Data shown:
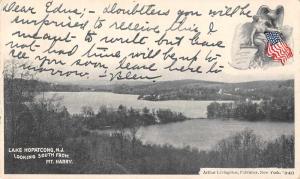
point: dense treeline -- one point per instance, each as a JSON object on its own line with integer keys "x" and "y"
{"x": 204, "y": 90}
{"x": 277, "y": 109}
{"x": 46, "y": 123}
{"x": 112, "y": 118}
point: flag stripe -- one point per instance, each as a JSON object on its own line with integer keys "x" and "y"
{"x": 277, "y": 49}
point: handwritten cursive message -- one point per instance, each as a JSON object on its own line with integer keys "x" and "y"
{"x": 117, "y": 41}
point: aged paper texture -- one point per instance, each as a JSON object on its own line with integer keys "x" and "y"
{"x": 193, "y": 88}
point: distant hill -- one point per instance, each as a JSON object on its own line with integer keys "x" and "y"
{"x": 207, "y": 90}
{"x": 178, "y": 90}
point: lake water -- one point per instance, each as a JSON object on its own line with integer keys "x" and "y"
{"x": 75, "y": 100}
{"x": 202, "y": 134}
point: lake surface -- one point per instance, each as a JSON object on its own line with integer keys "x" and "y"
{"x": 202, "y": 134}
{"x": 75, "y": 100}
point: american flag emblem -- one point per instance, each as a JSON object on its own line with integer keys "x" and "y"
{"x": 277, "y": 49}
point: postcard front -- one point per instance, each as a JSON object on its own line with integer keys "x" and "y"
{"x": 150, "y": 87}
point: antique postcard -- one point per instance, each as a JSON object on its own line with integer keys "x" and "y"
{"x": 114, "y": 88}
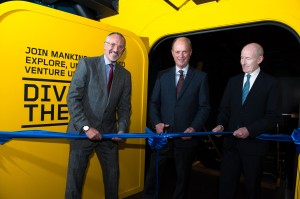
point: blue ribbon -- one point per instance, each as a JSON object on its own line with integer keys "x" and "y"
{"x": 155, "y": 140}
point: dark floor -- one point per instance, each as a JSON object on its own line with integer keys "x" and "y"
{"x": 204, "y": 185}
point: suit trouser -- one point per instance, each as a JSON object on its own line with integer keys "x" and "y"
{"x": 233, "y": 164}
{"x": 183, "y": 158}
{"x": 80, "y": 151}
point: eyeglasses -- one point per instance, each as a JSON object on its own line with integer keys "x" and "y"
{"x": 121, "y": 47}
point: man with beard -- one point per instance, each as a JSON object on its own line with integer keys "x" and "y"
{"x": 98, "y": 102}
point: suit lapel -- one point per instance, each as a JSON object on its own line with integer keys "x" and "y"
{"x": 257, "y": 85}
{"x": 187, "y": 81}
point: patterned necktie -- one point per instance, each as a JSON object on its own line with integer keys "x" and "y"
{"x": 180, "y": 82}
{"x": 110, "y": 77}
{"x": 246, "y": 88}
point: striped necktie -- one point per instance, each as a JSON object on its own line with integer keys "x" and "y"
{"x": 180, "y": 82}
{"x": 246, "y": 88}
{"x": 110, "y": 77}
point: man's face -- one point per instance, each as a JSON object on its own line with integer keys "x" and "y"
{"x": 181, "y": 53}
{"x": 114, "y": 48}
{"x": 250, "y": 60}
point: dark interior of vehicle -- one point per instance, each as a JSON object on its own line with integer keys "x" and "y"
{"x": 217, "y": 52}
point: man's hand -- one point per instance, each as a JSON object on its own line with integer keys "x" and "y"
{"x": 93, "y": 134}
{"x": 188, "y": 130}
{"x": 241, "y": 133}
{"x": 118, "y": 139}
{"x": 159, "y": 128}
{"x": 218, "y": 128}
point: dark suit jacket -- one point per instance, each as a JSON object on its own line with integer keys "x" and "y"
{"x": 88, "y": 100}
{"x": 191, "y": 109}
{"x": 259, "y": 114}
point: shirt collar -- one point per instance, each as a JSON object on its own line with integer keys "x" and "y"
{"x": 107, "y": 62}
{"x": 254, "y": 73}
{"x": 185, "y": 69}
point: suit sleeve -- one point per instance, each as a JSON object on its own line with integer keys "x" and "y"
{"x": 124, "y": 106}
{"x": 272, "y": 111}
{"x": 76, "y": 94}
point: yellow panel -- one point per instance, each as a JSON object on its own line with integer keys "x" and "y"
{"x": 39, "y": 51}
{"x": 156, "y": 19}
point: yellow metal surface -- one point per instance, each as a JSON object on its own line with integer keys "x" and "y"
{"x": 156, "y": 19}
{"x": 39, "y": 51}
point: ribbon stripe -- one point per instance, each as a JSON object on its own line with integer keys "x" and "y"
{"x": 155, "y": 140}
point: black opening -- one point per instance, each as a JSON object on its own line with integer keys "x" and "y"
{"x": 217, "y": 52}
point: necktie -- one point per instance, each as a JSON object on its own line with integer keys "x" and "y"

Description of the task: Can you scale the lines starting with the one containing "point: yellow metal" and going on through the last line, both included, by copying each line, requests too, with every x and y coordinate in the answers multiplied by 0.25 and rounded to a whole number, halves rounding up?

Solution for this task:
point: yellow metal surface -- one point per instance, each as a JSON object on its own line with integer keys "x" and "y"
{"x": 39, "y": 5}
{"x": 10, "y": 13}
point: ribbon stripe -- one point per instance, each as a JSON object on its own line with integer keys "x" and "y"
{"x": 39, "y": 35}
point: black opening -- one point per instance, each as a JSON object on its own line with integer keys "x" and "y"
{"x": 54, "y": 13}
point: necktie -- one point per instance, each as a JSON object on its own line with integer keys "x" and "y"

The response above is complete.